Data for the task –

· · · · ·

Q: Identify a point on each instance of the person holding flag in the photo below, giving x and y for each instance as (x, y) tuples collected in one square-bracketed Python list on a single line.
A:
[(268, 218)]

· · · · ·

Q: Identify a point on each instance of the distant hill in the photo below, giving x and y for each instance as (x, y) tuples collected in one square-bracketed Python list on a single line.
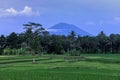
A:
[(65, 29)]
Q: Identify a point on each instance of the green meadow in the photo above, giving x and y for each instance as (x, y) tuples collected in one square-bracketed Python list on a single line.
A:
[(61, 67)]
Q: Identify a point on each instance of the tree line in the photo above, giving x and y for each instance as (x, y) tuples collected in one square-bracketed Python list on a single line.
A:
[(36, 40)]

· · · · ·

Goal of the exercise –
Answer with one number only, the count of lines in the entries above that hold the string "tuples".

Answer for the task –
4